# EXERCISE TEXT

Introduction

Breast cancer is the most commonly diagnosed cancer and the second leading cause of cancer death among females, accounting for 30% of all new cancer diagnoses and 21.2% of cancer deaths1. Fortunately, death rates have been declining in recent years, largely as a result of early diagnosis and improved treatment2,3. The 5-year survival rate of patients with early breast cancer is more than 90%, which is much higher than 20% for those with a primary diagnosis of metastatic breast cancer4. Therefore, early detection is an effective measure to improve the prognosis of breast cancer.

Mammography is a widely used tool for breast cancer screening. However, its application has become increasingly controversial due to its limitations of underdiagnosis of cancer patients with dense breasts and over-diagnosis of those who might not require surgery5,6. There is an urgent need for circulating biomarkers that might remedy mammography’s defects and pair with it in clinical practice. As we know, certain serum tumor markers associated with breast cancer, such as carbohydrate antigen 153 (CA153) and carcinoembryonic antigen (CEA), only apply to the monitoring of disease recurrence and not to the early diagnosis of breast cancer7. Therefore, the exploration of non-invasive biomarkers for early detection of breast cancer is a major challenge in the diagnosis and management of breast cancer.

MicroRNAs (miRNAs) are 22-nucleotide non-coding RNAs that play vital regulatory roles in triggering either translational repression or RNA degradation8. Aberrant expression of miRNAs is associated with many diseases, particularly most types of cancers9. MiRNAs are released into the blood and exist there stably, reproducibly, and consistently among individuals with the same disease condition10. Therefore, circulating miRNAs are becoming a promising, novel, non-invasive biomarker.

Until recently, it was widely recognized that circulating miRNAs come from the tumor itself11,12. Circulating nucleic acids are remarkably related to the growth, progression, metastasis, and histopathological characteristics of tumors13. Additionally, it was reported that the expression of specific circulating miRNAs is consistent with that of tumor tissues14, and the tumor might selectively secrete miRNAs into circulation15. Moreover, circulating miRNAs might be downregulated after certain effective treatments, such as chemotherapy16 or surgery17.

On these premises, we postulated that specific miRNAs secreted into circulation by the tumor would decrease after tumor resection, which might serve as a potential biomarker to track the tumor. Thus, our study was carried out by longitudinal comparison of miRNA profiles before and after surgery in individual patients. We aimed to investigate the diagnostic and prognostic value of the downregulated miRNAs after surgery in breast cancer.

Results

General characteristics

The baseline characteristics of the control group and breast cancer group in the training and validation set are listed in Table 1. The pathological characteristics of the breast cancer group were evenly balanced between the training and validation sets. There were no significant differences in the distributions of age or menstruation status between the control and breast cancer groups in either the training or validation databases (Supplementary Table S1).

# USING THE INFORMATION
a - Answer these questions from the breast cancer text:
(i) What 5-year survival rate does it give for patients with early breast cancer?
(ii) How many nucleotides long are microRNAs, according to the text?
(iii) Which two serum tumor markers associated with breast cancer does it name?
b - Reproduce the stretch of the breast cancer text from "The baseline characteristics" through "databases (Supplementary Table S1)." word for word.

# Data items
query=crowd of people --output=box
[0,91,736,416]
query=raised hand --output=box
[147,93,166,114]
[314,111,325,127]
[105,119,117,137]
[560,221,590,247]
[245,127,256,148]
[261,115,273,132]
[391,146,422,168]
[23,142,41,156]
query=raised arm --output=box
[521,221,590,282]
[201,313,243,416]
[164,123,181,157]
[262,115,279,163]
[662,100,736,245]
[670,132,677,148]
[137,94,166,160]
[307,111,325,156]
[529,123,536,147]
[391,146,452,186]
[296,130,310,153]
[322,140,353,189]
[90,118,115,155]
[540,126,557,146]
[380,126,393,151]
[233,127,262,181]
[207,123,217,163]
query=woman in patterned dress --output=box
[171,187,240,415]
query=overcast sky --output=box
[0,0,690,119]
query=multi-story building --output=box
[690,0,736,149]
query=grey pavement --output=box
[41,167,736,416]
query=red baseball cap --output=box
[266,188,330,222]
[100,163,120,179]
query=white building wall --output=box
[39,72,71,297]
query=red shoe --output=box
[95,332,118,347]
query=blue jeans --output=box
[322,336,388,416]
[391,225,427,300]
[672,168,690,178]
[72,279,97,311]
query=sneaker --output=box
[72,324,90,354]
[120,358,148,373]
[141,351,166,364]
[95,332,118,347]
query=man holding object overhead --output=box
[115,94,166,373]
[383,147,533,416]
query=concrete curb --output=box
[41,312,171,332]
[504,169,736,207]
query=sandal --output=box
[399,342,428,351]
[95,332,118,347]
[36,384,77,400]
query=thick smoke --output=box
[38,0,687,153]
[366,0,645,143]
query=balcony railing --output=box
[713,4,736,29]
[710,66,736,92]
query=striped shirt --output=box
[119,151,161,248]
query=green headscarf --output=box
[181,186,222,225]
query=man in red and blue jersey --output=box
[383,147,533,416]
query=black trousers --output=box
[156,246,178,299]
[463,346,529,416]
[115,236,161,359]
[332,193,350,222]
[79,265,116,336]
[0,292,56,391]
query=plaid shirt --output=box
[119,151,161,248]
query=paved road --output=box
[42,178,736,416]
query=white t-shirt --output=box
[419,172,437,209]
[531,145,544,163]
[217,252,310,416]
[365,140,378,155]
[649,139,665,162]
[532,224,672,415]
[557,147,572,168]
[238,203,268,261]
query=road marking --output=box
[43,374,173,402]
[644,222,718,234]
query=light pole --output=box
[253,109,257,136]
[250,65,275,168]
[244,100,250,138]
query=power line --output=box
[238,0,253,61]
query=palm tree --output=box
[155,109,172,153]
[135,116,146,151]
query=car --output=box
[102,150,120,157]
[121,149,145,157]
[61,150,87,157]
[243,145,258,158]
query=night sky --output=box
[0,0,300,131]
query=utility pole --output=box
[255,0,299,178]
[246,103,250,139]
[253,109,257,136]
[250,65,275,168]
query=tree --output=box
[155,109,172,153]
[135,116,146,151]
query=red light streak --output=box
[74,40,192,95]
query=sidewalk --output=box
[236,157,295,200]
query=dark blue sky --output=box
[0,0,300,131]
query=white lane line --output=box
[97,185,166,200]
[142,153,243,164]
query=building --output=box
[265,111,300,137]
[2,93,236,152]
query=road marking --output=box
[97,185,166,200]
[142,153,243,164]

# ANSWER SET
a -
(i) More than 90%
(ii) 22 nucleotides
(iii) Carbohydrate antigen 153 (CA153) and carcinoembryonic antigen (CEA)

b -
The baseline characteristics of the control group and breast cancer group in the training and validation set are listed in Table 1. The pathological characteristics of the breast cancer group were evenly balanced between the training and validation sets. There were no significant differences in the distributions of age or menstruation status between the control and breast cancer groups in either the training or validation databases (Supplementary Table S1).